What follows is a listing. Return every line of it exactly.

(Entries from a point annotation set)
-=-=-=-=-
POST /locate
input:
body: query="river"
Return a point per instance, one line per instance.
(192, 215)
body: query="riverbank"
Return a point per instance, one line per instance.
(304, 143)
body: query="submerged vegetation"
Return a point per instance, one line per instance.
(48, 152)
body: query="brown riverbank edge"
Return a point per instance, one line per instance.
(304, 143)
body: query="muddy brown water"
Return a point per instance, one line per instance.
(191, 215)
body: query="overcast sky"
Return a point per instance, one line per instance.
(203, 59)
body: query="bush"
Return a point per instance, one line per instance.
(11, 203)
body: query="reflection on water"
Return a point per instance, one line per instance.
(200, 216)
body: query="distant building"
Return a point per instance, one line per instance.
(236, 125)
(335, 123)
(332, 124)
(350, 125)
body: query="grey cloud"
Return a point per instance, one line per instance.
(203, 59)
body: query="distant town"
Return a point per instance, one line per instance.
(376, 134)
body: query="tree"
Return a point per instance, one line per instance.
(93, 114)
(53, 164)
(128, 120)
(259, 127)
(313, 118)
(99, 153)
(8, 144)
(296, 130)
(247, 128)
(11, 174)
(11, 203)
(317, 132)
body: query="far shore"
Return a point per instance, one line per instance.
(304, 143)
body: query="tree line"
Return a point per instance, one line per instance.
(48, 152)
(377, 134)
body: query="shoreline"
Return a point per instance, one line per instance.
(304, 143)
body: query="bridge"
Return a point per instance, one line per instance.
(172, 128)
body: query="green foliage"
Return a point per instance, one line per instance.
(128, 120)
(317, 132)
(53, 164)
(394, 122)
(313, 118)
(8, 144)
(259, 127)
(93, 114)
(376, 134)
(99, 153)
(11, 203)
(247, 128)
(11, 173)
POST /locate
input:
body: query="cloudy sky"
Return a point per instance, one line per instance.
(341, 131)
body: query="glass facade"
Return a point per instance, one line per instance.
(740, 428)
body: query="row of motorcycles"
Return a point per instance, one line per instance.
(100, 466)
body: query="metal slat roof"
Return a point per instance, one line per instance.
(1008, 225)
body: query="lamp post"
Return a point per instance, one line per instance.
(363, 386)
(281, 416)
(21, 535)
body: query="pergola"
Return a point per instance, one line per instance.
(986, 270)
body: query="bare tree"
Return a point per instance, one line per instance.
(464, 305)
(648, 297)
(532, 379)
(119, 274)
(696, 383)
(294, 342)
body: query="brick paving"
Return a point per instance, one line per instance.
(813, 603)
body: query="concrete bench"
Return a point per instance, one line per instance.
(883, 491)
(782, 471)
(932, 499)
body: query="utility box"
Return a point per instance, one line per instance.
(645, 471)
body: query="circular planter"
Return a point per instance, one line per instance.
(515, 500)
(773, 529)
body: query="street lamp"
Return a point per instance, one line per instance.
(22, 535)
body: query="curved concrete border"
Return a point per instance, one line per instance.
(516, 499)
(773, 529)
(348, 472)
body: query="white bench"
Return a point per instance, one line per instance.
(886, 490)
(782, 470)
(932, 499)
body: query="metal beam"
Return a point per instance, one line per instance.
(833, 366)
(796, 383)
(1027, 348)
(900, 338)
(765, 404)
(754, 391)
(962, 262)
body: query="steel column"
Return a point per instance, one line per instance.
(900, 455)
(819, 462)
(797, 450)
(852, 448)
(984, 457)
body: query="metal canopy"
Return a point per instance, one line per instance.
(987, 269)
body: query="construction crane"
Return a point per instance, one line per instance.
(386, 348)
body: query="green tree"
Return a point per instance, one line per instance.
-=-=-=-=-
Answer for this exercise
POST /locate
input:
body: query="river"
Return a point per instance, one line per instance.
(192, 215)
body: query="riverbank"
Return a point per instance, one line per instance.
(304, 143)
body: query="submerged vegetation"
Return a point per instance, one line per instance.
(48, 152)
body: query="brown riverbank edge"
Return a point per instance, one line per instance.
(304, 143)
body: query="muddy brown water"
Return a point per instance, one line per instance.
(191, 215)
body: query="overcast sky"
Return a point per instance, one line per instance.
(203, 59)
body: query="bush"
Return a point per instance, one line per instance.
(11, 203)
body: query="reflection on water"
Return a point per instance, one line per instance.
(200, 216)
body: query="distant building"
Return a point per instance, one line per instance.
(236, 125)
(335, 123)
(332, 124)
(350, 125)
body: query="grey cloud"
Return a point per instance, one line per instance.
(203, 59)
body: query="distant town"
Return a point per instance, one line per instance.
(376, 134)
body: query="tree"
Return a point per instance, one line per instance.
(93, 114)
(53, 164)
(128, 120)
(259, 127)
(313, 118)
(99, 153)
(8, 144)
(296, 130)
(247, 128)
(11, 174)
(11, 203)
(317, 132)
body: query="far shore"
Return a point per instance, one line per instance.
(304, 143)
body: query="tree line"
Return a point per instance, one line per instance.
(48, 152)
(377, 134)
body: query="shoreline"
Return a point per instance, one line per instance.
(304, 143)
body: query="bridge"
Return a point per instance, one line per instance.
(172, 128)
body: query="green foliage"
Return a point per instance, one line per instance.
(128, 120)
(317, 132)
(53, 164)
(394, 122)
(313, 118)
(8, 144)
(259, 127)
(93, 114)
(376, 134)
(99, 153)
(11, 203)
(247, 128)
(11, 173)
POST /locate
input:
body: query="cloudy sky"
Return a point per instance, one line per instance.
(341, 131)
body: query="glass facade"
Return a point per instance, one line per instance.
(740, 428)
body: query="row of motorcycles"
Return a point per instance, one line per instance.
(100, 466)
body: query="metal slat roof"
Return a point per instance, one line per instance.
(1008, 225)
body: query="lamp post"
Return a point per instance, one line per instance.
(363, 386)
(281, 416)
(21, 535)
body: query="pergola"
Return a point per instance, one line per instance.
(986, 270)
body: query="bare tree"
Return a point per instance, one line per instance.
(464, 305)
(648, 297)
(532, 379)
(119, 274)
(696, 383)
(294, 342)
body: query="brick paving"
Return a point per instance, one line per instance.
(813, 603)
body: query="concrete bench"
Return a point per instance, one line per instance.
(883, 491)
(782, 471)
(932, 499)
body: query="utility box"
Return a point per instance, one line per instance.
(645, 471)
body: query="circular planter"
Return a point per instance, one line per instance.
(515, 500)
(773, 529)
body: query="street lamp"
Return a point per instance, one line per instance.
(22, 535)
body: query="curved concrete border"
Return a point per instance, one line per instance.
(516, 499)
(773, 529)
(348, 472)
body: query="white bench"
Return a point per instance, one line per instance.
(886, 490)
(782, 470)
(932, 499)
body: query="metal beam"
Return a point per instance, one line per instance.
(833, 366)
(796, 383)
(1027, 348)
(900, 338)
(765, 404)
(754, 391)
(962, 262)
body: query="steel column"
Return a point per instance, one line per instance.
(900, 455)
(819, 462)
(797, 450)
(852, 448)
(984, 457)
body: query="metal canopy"
Return a point per instance, one line per instance.
(987, 269)
body: query="construction crane"
Return a point per instance, one line per instance.
(386, 348)
body: query="green tree"
Return a point per instance, one line per instance.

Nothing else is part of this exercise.